What the exercise asks:
Taking the line that contains "the barbell ->" as the starting point, give again exactly every line up to and including the last line of the records below.

Entries supplied:
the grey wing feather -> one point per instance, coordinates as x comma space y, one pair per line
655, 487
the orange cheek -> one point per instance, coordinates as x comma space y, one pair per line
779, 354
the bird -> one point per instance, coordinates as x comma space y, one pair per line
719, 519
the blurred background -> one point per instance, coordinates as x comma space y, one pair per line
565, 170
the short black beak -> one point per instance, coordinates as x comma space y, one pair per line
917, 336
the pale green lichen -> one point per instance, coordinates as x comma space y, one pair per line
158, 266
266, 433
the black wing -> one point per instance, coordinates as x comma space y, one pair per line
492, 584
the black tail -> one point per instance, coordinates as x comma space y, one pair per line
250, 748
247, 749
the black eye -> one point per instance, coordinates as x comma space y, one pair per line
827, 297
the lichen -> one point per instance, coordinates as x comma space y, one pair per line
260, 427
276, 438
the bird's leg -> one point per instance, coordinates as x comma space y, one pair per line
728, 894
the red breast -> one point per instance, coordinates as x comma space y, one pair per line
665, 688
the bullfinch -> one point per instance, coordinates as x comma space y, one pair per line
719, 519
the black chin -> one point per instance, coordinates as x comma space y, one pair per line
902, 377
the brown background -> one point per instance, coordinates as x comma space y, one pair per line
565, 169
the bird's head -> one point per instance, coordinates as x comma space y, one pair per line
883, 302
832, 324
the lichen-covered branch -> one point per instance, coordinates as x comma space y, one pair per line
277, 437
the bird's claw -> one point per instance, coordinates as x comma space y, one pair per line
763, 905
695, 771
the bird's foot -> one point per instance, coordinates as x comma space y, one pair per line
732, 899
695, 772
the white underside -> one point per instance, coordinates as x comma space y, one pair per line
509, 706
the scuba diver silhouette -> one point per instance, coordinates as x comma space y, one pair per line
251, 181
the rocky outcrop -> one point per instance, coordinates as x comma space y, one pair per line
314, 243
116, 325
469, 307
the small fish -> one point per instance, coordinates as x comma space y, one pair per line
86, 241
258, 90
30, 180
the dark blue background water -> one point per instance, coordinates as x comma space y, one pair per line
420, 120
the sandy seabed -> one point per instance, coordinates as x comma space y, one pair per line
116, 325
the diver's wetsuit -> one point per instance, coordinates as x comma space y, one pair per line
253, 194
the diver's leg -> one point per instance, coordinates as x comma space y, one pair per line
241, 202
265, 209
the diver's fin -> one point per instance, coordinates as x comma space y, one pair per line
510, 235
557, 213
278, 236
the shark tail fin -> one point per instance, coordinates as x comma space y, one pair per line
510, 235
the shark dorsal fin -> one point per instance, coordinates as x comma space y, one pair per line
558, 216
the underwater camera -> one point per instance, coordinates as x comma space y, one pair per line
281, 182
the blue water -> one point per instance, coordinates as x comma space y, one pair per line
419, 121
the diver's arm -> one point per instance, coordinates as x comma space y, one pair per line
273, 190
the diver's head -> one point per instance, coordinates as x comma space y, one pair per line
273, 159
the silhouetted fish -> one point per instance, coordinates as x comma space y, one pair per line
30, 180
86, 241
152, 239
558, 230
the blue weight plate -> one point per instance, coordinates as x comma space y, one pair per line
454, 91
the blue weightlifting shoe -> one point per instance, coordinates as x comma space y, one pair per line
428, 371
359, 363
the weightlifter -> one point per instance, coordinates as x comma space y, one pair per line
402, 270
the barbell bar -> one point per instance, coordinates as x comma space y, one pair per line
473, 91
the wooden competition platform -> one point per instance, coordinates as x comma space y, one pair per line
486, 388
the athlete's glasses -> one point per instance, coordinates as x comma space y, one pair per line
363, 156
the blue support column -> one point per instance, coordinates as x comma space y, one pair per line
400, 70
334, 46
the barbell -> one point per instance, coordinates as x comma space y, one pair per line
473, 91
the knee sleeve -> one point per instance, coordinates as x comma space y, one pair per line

Task solution:
the barbell -> one point per instance, coordinates as x comma space y, one pair per line
473, 91
the knee sleeve -> one point per instance, coordinates as x comma space y, one pair per line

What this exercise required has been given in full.